### [Exercise aim]
Starting with the line that contains "formatted like [414,73].", reproduce each line through the end of the listing below, with no other output.

### [Material shown]
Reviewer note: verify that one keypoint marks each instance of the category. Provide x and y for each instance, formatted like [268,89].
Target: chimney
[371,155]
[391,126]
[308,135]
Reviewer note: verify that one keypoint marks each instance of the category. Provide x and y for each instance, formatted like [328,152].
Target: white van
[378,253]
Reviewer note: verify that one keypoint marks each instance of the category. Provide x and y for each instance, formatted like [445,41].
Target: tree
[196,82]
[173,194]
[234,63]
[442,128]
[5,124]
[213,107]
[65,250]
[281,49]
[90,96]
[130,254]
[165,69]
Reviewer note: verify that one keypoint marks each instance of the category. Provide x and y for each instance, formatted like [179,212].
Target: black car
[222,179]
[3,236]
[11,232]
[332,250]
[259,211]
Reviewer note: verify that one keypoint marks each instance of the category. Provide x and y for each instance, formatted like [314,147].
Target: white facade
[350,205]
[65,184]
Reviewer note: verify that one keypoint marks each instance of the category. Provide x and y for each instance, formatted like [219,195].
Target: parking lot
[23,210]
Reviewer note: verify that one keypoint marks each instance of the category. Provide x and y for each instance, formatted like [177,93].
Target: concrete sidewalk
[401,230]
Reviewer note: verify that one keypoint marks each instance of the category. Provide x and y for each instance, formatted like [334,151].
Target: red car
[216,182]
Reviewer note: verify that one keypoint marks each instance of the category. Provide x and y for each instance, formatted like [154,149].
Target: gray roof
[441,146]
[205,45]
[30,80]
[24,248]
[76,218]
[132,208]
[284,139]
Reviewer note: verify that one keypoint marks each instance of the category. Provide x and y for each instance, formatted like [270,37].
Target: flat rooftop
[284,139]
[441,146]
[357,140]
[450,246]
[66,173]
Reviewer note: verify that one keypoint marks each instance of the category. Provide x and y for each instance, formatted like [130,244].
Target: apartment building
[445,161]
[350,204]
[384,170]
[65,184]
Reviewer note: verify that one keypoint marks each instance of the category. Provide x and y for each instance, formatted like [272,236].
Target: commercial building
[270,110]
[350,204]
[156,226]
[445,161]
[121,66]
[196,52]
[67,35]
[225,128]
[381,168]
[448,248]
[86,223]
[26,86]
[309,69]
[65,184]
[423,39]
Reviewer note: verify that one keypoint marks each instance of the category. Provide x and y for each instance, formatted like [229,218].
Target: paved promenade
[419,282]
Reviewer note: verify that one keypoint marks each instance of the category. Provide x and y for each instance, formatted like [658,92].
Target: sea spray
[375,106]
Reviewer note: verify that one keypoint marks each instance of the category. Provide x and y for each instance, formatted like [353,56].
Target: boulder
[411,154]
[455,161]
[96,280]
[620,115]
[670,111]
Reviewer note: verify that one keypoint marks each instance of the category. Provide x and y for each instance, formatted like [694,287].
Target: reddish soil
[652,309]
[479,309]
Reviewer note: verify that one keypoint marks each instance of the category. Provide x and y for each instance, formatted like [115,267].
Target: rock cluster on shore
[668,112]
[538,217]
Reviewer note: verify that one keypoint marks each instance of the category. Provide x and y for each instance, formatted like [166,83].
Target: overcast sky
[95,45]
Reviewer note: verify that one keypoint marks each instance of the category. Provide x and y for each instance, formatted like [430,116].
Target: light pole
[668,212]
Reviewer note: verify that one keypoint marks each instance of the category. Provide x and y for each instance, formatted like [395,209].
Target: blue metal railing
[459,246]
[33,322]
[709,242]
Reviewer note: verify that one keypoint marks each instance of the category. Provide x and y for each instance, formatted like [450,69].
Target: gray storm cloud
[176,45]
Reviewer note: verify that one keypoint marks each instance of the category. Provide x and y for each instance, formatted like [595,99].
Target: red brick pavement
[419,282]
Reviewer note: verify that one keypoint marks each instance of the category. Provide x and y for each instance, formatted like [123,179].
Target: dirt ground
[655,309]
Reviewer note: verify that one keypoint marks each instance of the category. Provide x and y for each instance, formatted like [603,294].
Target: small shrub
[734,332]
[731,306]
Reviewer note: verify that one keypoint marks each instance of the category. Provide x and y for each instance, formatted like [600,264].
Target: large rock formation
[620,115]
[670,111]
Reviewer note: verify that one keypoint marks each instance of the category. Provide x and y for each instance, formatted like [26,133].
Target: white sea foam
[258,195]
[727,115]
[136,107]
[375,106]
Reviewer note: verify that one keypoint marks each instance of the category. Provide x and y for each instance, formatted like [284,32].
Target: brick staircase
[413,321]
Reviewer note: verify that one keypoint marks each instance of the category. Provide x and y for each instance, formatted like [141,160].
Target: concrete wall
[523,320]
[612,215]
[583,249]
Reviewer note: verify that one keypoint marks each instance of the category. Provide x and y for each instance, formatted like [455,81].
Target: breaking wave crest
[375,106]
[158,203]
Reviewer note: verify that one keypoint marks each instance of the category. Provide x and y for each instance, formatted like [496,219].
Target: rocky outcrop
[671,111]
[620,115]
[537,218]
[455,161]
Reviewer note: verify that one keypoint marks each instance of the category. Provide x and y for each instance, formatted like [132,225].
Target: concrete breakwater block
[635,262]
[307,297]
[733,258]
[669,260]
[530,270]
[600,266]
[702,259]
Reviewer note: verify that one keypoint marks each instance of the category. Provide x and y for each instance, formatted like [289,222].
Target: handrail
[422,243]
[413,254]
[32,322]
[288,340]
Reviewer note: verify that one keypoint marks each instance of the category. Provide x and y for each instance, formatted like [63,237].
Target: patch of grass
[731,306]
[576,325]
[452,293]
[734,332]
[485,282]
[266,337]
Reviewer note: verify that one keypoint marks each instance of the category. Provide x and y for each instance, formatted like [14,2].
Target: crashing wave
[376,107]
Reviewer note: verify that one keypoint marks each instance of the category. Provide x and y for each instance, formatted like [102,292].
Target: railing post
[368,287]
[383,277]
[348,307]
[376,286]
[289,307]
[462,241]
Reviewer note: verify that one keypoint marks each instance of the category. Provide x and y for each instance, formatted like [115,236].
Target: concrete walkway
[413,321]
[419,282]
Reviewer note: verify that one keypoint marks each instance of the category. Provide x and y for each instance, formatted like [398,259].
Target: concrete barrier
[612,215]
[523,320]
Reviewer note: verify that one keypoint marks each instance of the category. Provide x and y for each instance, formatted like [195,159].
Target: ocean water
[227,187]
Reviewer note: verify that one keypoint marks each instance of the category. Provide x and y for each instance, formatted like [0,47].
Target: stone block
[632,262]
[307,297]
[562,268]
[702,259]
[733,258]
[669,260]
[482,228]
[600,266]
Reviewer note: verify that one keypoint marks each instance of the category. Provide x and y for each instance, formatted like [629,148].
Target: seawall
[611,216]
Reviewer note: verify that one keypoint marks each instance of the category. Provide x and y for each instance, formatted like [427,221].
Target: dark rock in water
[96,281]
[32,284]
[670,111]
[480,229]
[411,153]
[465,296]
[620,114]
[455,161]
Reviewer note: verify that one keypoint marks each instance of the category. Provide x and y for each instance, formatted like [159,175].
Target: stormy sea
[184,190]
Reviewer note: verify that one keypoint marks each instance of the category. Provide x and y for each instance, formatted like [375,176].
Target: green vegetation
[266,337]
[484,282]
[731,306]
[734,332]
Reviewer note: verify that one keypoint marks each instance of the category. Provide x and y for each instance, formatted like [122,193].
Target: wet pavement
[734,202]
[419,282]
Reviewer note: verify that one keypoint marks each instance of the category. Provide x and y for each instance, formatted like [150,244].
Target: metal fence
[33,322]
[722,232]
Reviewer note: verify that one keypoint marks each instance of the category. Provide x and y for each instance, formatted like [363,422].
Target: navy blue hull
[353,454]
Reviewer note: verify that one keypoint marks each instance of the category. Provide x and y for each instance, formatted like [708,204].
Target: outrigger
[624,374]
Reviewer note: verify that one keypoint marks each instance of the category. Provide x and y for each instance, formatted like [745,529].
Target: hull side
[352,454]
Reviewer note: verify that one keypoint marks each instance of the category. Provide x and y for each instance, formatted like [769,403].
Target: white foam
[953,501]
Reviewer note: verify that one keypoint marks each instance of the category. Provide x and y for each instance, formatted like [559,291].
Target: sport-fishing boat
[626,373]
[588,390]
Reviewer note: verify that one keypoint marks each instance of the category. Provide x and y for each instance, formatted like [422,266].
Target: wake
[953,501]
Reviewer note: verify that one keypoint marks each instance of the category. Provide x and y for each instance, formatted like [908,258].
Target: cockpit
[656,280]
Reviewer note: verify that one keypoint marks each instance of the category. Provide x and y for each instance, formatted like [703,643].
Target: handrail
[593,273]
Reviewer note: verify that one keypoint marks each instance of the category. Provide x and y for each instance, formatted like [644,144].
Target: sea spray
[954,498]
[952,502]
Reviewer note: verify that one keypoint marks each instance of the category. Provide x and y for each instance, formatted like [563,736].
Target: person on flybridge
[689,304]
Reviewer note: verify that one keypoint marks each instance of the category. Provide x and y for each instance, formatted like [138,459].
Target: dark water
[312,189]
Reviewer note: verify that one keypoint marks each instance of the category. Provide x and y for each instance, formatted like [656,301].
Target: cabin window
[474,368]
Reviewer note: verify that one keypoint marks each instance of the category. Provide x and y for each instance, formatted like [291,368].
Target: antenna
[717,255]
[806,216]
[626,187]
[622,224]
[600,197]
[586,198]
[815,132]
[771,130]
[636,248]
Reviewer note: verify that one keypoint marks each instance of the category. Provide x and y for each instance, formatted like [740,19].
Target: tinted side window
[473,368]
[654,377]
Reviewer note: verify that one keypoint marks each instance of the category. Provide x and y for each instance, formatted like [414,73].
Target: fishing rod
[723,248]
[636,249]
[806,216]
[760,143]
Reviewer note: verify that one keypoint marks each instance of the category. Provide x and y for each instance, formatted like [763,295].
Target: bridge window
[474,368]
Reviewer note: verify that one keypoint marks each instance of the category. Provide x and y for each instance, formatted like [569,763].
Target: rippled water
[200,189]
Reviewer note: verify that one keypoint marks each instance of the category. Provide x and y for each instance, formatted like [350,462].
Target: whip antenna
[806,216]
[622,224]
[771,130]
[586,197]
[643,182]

### [Answer to this exercise]
Reviewer note: verify that one keypoint marks each instance of the category. Provide x and y for each instance, formatted like [414,73].
Target: fishing rod
[723,248]
[636,249]
[806,216]
[760,143]
Reviewer note: verify that one keypoint marks each instance of the category. Provide x and y for each instance, formatted like [763,295].
Target: bridge window
[474,368]
Reviewer note: verify that one keypoint marks each instance of the category. Provide x and y for each instance, formatted like [569,763].
Target: rippled water
[200,189]
Reviewer note: verify that one keypoint marks each instance of the category. Provide x and y for each instance, formatted like [350,462].
Target: whip antenna
[806,216]
[622,224]
[771,130]
[586,197]
[643,182]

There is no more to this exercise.